Source data
== Segment start ==
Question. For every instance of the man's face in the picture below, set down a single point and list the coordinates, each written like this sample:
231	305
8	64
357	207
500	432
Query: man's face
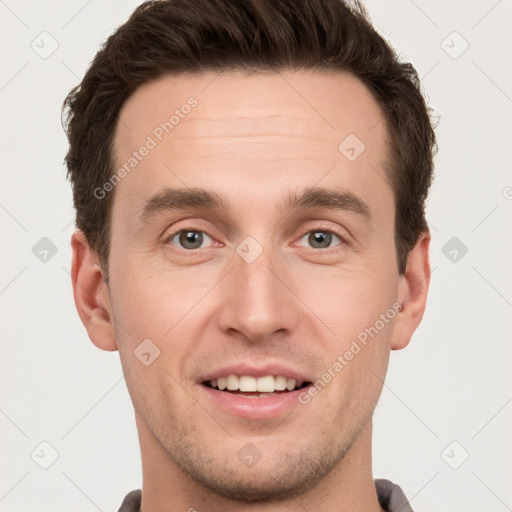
256	287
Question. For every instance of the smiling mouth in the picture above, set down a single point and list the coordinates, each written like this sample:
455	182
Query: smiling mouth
252	387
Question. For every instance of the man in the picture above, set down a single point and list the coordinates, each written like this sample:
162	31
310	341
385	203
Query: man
250	179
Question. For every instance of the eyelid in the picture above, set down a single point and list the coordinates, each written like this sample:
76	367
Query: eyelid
325	226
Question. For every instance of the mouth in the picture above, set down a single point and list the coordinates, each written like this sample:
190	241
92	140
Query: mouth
255	387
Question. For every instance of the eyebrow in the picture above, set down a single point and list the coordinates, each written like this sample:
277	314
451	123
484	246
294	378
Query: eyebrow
175	199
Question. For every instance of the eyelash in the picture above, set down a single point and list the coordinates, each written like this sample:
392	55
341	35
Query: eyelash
169	239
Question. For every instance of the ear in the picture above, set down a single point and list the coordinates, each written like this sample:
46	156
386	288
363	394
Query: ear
412	293
91	294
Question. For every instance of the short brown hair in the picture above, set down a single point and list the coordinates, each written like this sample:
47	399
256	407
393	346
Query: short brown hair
176	36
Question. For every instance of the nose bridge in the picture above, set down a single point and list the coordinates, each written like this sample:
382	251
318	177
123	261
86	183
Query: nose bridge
259	303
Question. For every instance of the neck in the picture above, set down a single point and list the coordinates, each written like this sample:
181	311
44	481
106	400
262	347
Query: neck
349	487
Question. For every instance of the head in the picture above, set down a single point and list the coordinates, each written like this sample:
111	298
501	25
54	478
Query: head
250	182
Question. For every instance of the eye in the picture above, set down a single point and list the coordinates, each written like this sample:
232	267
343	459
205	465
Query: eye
320	239
189	239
== Segment end ==
Set down the entries word for word, omitting all pictures.

Written solution
Question. For every instance of the man's face in the picture below, set down a single point and list the coordinates, each written like this sample:
231	305
8	64
357	207
500	432
Query: man's face
256	287
Question. For every instance of the smiling mouth in the picture above, set down a single point and list the coordinates, each written like this sample:
455	182
Query: smiling mouth
252	387
Question. For every instance of the man in the picture above, set down a single point and list the coordinates, each written like this sample:
162	31
310	341
385	203
Query: man
250	179
Question. For every instance of the eyelid in the picture above, set down a single point and list the coordinates, each written like this sample:
76	367
Query: eyelid
325	226
Question. For every instance of the mouth in the picture above, set down a single point and list the coordinates, each written like this sample:
190	241
92	140
Query: mouth
255	387
Question. For every instance of the eyebrow in the picture above, set down a single point and list the coordinates, each written like this sample:
277	314
451	123
484	246
294	378
Query: eyebrow
175	199
Question. For every instance of the eyelash in the picture above, set down a single point and list the coordinates, each written like this sample:
392	55
341	35
Query: eyelash
169	239
Question. For every instance of the ear in the picture above, set down a single point and list the coordinates, each written like this sample:
46	156
386	288
363	394
Query: ear
412	293
91	294
Question. For every instance of the short brown hair in the picture above, set down a single point and list the coordinates, each written like this sample:
47	399
256	407
393	346
Query: short brown hair
176	36
Question. For every instance of the nose bridge in the picture above, set down a single point and list the coordinates, each written like this sample:
382	251
318	177
123	261
86	183
Query: nose bridge
259	303
Question. For every instance of the neck in the picture above, set down a single point and list the coordinates, each written like this sample:
181	311
44	481
106	400
262	347
Query: neck
349	487
Question. For every instance of the head in the picture above, set down a single point and list the coordinates, each written like this sample:
111	298
501	25
54	478
Query: head
250	182
Question. For every instance of the eye in the picture above, set down a single point and list the coordinates, each written like this sample:
232	267
343	459
205	465
Query: eye
320	239
189	239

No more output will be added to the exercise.